- **EXERCISE REQUIREMENTS**:
Reproduce the records below word for word, omitting the pictures from your answer.

_ _ _

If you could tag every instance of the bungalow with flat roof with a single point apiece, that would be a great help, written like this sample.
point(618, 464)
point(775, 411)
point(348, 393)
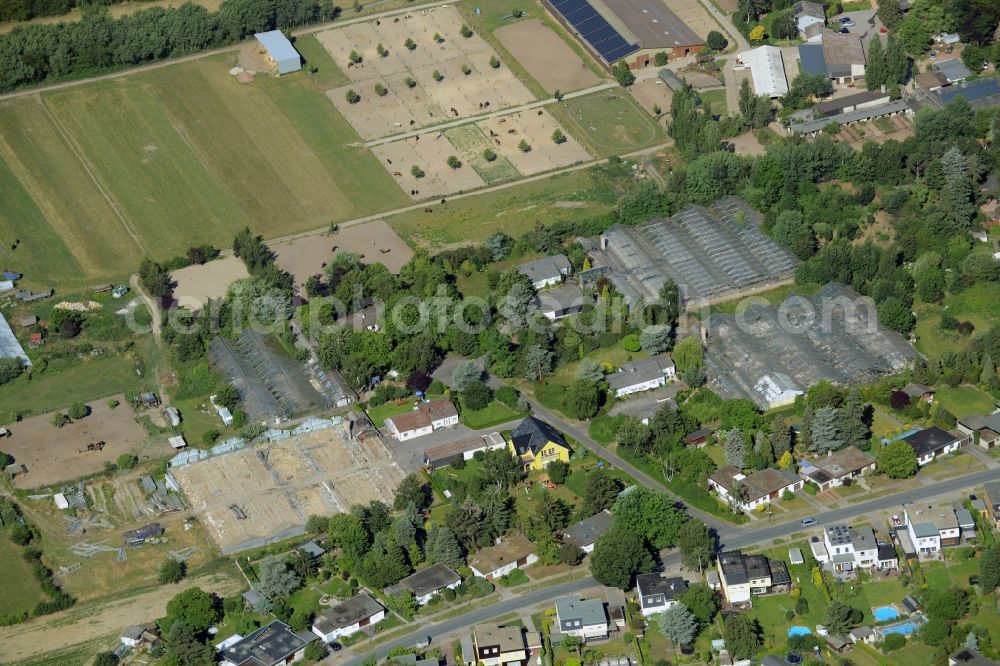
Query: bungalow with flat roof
point(427, 583)
point(274, 644)
point(656, 593)
point(932, 442)
point(422, 420)
point(762, 487)
point(836, 469)
point(348, 618)
point(584, 618)
point(465, 449)
point(546, 271)
point(584, 534)
point(642, 375)
point(513, 553)
point(496, 645)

_ _ _

- **CORRECT ANSWER**:
If you could tag every instance of the bungalow with flat roof with a single point apiece, that would be a great help, written like this sample.
point(618, 464)
point(775, 411)
point(348, 393)
Query: bungalow with flat roof
point(427, 583)
point(274, 644)
point(656, 593)
point(932, 442)
point(422, 420)
point(762, 487)
point(836, 469)
point(348, 618)
point(584, 618)
point(465, 449)
point(546, 271)
point(584, 534)
point(642, 375)
point(513, 553)
point(496, 645)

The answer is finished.